• [INPUT]:
○ ○ ○ ○ ○

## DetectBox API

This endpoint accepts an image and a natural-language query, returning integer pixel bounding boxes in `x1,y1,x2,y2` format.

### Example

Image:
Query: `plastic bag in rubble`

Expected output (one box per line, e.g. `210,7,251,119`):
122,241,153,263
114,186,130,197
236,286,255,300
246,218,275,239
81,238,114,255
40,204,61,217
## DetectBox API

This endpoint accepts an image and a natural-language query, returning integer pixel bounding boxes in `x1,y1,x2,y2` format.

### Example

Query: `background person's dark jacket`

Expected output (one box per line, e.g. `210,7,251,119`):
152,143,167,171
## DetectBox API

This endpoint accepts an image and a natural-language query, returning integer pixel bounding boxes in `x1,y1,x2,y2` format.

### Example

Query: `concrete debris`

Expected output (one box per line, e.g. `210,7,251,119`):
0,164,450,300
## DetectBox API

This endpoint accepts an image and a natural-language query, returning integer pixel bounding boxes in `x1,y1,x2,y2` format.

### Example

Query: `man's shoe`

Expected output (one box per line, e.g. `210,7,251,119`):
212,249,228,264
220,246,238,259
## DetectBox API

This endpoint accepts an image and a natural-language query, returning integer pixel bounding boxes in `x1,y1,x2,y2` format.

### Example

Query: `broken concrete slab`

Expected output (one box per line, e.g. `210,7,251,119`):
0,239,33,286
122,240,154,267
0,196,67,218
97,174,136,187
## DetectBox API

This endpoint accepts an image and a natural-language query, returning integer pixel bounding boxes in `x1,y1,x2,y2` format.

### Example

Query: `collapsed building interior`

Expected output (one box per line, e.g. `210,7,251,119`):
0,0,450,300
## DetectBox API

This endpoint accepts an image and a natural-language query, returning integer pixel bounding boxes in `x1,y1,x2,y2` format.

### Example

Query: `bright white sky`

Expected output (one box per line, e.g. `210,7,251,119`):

○ ○ ○ ○ ○

• [DIRECTION]: Print all of the rows above again, keeping every line unchanged.

• [THE SOLUTION]:
## DetectBox API

This endpoint accepts an image and a natural-language query, returning integer pixel bounding boxes in `x1,y1,x2,y2` format.

### Example

Image:
Query: `plastic bag in rubble`

Expected output (one box per line, e.g. `210,7,251,119`):
122,241,153,263
114,186,130,197
236,286,255,300
246,218,275,239
81,238,114,255
40,204,61,217
## DetectBox API

This endpoint accepts an image and a natural-language query, returning integer pixel bounding boxes in `x1,y1,x2,y2` format.

### Example

Query: `background person's dark jacket`

Expected output (one box per line, e.g. `210,7,251,119`):
152,143,167,171
## DetectBox API

This endpoint accepts an image and a natural-language query, returning integer pixel bounding boxes in `x1,y1,x2,y2` format.

### Example

Query: `concrete debris`

Expected output (one box per line, e.g. `210,7,251,119`):
0,164,450,300
## DetectBox API

This endpoint accepts an image and a natural-language query, returning integer pixel bounding boxes in `x1,y1,x2,y2` format.

### Example

Query: `man's shoe`

Expected output (one box per line, e.g. `210,7,251,119`):
212,249,228,264
220,246,238,259
## DetectBox API

This endpoint accepts an image and a natural-language query, returning integer pixel bounding boxes in `x1,y1,x2,y2` format.

### Example

Query: `broken concrete slab`

Expected output (one box per line, e.g. `210,7,251,119`):
0,239,33,286
122,240,154,267
0,196,67,218
97,174,136,187
## DetectBox API

This endpoint accepts an image and a natural-language query, returning integer pixel bounding boxes in `x1,y1,x2,y2` format.

### Example

Query: `collapsed building interior`

Expected output (one box per line, e.g. `210,7,251,119`):
0,0,450,300
## DetectBox API

This endpoint accepts an image and a natural-language query, returning integer pixel bounding boxes in `x1,y1,x2,y2` format.

### Example

Query: `bright white sky`

Expected output (one box per line, e.g. `210,7,251,119`):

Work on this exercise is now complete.